- [Task instructions]:
**a.** List every person named in the article below.
**b.** Filter the rows below and copy out each line containing the word "grey".

- [Excerpt]:
THE murder of John Coughlan in a house in Glasgow is unique in Scottish criminal history.

It’s the only case where a suspect confessed to murder even though there was no body.

It’s also the only homicide where the killer claimed to have heard his victim’s voice from beyond the grave.

Michael Topham was caught purely by chance while detectives from the Strathclyde Serious Crime Squad were investigating a series of jewellery thefts in Pollokshaws.

People’s homes were being broken into in the spring of 1980 while they were at work.

The cops, as is normal practice, checked on known local burglars but there was no evidence linking them to the crimes.

Glasgow Times:

An undercover operation was launched one afternoon using an unmarked police car and detectives in plain clothes in a bid to trap the robber.

They spotted one youth acting suspiciously and saw that he was also carrying a heavy-looking bag – one which the officers were hoping was carrying his housebreaking equipment.

They jumped from their unmarked police car, arrested the youth and looked inside his bag.

What they found was even more than they expected. To their astonishment it was full of jewellery.

However, their suspect admitted under questioning that the jewellery had in fact been stolen from houses in the north side of the city.

He’d been simply waiting to hand over the stolen items to a “fence” – or resetter, as they are known in Scotland.

The detectives checked the items in the bag and they did not match the items that had been stolen on the South Side.

However, the youth was still facing some jail time for being caught in possession of stolen goods.

Back at the police station the young suspect asked the detectives if they might go easier on him if he told them of a more serious crime.

His father had said that if he was ever arrested he should always offer up some information to the police about an unsolved crime in the hope of avoiding charges on the less serious matter.

The officer in charge of the case, Detective Sergeant Bryan McLaughlin, jokingly asked the youth if he was going to help them solve a murder.

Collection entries
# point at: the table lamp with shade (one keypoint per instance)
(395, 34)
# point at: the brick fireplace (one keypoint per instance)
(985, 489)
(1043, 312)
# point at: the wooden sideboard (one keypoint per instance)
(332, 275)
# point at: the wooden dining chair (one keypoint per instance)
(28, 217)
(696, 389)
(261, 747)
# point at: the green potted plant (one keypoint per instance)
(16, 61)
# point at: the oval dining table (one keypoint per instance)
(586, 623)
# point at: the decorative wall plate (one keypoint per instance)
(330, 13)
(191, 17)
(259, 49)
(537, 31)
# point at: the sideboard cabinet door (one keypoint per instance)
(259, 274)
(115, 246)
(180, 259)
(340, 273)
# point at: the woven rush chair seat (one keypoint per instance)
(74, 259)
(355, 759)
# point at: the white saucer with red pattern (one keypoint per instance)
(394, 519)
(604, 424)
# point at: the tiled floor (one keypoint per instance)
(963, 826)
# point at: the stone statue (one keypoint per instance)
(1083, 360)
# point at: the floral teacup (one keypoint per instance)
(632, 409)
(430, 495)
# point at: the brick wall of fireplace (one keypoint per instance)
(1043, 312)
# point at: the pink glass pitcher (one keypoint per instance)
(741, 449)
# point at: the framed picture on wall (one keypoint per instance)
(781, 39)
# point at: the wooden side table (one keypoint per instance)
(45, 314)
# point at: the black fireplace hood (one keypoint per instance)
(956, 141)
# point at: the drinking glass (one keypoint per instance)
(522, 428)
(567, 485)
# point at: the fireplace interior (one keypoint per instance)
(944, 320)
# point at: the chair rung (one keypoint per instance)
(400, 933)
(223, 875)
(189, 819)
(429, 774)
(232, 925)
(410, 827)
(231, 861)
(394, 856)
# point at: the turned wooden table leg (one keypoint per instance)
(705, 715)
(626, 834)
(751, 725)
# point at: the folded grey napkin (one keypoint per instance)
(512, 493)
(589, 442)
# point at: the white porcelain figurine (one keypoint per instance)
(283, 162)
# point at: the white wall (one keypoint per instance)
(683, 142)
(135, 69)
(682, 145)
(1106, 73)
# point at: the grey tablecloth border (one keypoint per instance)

- [Solutions to the problems]:
**a.** John Coughlan, Michael Topham, Detective Sergeant Bryan McLaughlin

**b.**
# point at: the folded grey napkin (one keypoint per instance)
# point at: the grey tablecloth border (one keypoint per instance)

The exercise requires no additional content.